# WORK TASK
Retype, exactly as they appear below, the lines between the line holding "Target: gray wood floor" and the line holding "Locate the black", both ends included.

# INFORMATION GIVEN
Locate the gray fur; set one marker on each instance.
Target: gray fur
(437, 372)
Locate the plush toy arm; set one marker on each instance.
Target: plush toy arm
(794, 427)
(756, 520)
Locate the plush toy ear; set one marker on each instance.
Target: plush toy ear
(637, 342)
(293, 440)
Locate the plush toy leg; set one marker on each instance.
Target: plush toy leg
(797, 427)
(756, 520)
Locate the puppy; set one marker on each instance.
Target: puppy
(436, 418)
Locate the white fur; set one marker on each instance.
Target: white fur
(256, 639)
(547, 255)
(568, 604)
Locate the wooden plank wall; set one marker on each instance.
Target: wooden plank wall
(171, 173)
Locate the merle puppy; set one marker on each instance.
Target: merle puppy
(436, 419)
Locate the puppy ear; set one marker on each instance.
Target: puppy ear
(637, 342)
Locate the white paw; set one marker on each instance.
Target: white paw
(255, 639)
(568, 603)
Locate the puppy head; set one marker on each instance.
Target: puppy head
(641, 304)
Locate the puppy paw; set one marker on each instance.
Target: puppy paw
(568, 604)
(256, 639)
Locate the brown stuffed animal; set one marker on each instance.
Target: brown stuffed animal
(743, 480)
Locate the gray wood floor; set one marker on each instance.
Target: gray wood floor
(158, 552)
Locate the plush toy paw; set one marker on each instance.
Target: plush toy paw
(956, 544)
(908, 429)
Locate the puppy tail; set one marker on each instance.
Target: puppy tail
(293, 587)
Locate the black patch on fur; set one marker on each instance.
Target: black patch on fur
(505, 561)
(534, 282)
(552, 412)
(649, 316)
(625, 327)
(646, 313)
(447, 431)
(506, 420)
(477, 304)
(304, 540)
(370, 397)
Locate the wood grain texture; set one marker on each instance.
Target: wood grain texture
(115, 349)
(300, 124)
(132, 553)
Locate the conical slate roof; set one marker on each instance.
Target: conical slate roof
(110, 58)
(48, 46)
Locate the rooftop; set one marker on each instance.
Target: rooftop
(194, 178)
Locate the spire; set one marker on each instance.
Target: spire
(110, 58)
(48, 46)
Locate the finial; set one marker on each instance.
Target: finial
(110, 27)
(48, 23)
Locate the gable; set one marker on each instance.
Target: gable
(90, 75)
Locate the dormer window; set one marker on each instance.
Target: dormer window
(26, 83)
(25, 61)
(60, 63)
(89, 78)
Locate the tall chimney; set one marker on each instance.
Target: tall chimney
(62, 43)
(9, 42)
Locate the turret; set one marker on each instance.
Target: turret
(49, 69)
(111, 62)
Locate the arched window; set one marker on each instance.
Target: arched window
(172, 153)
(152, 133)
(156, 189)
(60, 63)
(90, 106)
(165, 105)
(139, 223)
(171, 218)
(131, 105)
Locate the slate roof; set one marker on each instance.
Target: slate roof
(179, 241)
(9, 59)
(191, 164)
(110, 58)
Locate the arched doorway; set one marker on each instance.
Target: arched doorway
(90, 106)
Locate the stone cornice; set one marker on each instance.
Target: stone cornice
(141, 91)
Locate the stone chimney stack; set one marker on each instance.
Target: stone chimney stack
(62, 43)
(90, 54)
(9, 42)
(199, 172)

# EXERCISE OUTPUT
Target: gray wood floor
(158, 552)
Locate the plush toy paw; set one marker on each instance.
Target: plush toy paw
(956, 544)
(908, 429)
Locate the puppy tail; set one marker on each instance.
Target: puppy tail
(293, 587)
Locate the black patch on fur; set one marker on each instance.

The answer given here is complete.